_Task requirements_:
Starting at the line containing "Return the outline of every instance of the roof." and running through the end of the material, set out each line as a numbered list, omitting blank lines.

_Entries supplied_:
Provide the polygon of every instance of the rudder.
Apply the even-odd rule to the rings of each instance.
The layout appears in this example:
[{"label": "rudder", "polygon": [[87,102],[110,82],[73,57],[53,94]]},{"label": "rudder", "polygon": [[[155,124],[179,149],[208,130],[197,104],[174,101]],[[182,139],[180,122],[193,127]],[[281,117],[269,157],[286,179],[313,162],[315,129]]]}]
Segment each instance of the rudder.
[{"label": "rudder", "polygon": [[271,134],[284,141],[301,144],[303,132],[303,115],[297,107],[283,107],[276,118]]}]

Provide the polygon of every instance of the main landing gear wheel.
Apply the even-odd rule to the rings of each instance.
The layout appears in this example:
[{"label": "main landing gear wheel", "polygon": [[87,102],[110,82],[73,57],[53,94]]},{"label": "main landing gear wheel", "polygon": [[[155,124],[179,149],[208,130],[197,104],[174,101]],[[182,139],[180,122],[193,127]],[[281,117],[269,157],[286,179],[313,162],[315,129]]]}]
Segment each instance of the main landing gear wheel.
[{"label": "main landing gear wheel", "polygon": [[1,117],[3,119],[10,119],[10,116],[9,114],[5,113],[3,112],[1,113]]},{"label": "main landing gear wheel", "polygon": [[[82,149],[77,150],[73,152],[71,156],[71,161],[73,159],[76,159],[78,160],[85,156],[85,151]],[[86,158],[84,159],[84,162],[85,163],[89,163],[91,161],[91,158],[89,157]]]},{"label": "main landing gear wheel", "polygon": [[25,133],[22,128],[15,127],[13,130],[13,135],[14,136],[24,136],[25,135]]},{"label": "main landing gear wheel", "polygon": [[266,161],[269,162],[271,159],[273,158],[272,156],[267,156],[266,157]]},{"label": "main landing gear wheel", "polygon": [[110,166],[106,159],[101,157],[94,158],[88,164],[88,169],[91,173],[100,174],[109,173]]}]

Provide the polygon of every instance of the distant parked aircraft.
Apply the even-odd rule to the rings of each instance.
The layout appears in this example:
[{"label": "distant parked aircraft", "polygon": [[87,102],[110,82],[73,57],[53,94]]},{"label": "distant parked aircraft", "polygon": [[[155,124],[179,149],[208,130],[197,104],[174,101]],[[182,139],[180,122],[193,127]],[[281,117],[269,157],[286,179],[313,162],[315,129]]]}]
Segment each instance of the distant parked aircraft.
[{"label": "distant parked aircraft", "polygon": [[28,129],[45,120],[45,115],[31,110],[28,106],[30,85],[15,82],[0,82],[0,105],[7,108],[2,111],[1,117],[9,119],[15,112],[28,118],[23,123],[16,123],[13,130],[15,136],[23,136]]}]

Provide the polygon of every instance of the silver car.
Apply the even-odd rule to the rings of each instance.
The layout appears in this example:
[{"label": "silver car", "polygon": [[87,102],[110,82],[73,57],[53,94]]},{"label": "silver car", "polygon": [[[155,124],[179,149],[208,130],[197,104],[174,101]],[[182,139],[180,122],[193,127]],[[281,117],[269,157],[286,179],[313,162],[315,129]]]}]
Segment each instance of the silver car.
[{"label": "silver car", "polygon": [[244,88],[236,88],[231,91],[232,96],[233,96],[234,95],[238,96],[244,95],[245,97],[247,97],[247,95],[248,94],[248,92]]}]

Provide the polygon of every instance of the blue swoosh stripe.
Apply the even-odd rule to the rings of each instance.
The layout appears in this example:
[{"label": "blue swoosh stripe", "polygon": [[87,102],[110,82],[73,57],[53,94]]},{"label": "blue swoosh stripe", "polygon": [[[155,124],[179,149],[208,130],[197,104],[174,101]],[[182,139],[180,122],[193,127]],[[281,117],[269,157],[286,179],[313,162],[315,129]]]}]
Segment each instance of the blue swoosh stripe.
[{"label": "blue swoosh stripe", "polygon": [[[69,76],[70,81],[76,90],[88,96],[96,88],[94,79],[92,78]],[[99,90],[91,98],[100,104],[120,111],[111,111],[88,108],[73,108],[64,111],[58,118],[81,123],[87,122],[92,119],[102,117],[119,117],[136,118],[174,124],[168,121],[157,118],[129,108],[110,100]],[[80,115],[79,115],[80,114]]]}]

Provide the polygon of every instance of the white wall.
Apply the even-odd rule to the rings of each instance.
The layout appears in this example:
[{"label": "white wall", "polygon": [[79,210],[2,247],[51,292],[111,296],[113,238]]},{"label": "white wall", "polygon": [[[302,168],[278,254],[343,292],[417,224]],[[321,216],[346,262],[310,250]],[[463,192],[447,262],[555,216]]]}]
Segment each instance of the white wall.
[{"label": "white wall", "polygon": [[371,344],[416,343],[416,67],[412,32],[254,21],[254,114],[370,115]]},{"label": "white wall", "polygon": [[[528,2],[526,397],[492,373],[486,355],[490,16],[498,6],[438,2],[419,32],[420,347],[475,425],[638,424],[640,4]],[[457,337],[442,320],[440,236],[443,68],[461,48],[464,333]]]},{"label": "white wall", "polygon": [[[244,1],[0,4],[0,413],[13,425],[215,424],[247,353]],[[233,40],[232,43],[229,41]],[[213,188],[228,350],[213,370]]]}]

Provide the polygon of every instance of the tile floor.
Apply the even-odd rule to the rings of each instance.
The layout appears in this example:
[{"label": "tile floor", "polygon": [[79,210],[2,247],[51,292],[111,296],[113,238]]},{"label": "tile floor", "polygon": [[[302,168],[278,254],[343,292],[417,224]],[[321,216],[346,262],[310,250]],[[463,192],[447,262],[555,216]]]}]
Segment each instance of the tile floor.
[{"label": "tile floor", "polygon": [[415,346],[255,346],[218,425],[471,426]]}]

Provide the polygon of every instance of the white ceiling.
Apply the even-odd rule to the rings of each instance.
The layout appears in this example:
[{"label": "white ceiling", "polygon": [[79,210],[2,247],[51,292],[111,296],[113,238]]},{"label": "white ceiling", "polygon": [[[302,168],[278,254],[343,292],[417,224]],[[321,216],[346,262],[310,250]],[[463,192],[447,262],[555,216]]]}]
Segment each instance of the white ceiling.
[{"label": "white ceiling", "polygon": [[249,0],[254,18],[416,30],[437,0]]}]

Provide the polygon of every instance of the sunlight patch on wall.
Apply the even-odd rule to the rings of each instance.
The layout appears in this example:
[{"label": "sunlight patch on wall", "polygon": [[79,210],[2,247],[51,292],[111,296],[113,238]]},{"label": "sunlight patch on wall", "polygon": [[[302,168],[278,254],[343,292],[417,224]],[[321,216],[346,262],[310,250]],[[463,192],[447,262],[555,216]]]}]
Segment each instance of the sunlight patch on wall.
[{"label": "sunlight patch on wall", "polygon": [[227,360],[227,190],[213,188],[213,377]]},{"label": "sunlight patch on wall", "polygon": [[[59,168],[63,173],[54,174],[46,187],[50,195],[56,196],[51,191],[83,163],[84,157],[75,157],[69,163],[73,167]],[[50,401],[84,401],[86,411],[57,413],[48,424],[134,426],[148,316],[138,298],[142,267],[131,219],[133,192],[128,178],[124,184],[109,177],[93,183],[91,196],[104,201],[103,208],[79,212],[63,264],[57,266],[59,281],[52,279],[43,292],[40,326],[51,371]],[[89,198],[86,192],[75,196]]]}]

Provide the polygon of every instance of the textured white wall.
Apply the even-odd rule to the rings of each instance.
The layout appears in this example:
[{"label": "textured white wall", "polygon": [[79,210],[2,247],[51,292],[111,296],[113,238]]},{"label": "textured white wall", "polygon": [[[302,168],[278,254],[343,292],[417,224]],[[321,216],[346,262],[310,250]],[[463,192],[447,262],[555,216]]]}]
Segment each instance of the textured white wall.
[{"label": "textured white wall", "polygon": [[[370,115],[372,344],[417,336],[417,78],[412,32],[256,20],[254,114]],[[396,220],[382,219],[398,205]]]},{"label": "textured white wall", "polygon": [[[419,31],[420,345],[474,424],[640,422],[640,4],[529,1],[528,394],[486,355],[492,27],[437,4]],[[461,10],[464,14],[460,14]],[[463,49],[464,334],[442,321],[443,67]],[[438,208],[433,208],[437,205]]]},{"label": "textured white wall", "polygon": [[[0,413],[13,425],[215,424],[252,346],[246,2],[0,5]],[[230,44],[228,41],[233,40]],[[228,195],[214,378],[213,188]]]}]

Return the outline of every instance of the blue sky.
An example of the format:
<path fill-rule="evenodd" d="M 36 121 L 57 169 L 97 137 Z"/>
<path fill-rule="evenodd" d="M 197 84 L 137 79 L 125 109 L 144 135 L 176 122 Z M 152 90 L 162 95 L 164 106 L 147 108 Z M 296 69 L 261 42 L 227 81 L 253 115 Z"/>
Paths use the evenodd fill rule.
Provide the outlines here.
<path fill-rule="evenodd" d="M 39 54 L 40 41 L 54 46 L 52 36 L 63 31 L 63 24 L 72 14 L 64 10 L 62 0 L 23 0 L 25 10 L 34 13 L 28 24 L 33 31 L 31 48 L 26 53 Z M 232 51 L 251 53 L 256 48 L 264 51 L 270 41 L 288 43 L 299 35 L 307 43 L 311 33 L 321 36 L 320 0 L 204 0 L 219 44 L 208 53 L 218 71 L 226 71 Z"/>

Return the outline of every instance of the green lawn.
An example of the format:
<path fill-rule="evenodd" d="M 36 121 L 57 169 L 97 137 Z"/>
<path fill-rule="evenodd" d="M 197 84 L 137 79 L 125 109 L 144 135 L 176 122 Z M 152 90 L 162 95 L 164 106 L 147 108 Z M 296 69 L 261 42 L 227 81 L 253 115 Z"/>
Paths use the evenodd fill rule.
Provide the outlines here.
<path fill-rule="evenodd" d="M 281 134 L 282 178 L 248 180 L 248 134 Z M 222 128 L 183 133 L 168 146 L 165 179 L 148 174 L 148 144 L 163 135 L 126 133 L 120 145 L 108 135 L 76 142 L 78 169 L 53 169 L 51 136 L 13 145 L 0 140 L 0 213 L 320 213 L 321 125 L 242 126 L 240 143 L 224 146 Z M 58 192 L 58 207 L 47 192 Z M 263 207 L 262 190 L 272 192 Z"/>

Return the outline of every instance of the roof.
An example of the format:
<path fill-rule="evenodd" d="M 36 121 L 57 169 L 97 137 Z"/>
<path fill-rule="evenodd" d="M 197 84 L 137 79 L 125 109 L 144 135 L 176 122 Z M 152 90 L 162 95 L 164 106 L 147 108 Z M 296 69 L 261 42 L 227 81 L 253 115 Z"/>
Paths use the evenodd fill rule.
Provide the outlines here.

_Task response_:
1. Return the outline of every instance of the roof.
2. An example of the format:
3. <path fill-rule="evenodd" d="M 36 121 L 57 169 L 97 137 Z"/>
4. <path fill-rule="evenodd" d="M 197 84 L 137 79 L 125 109 L 144 135 L 176 122 Z M 152 90 L 162 95 L 164 106 L 147 108 Z M 296 69 L 261 42 L 227 81 L 253 115 Z"/>
5. Paths use the evenodd fill rule.
6. Provide the outlines here.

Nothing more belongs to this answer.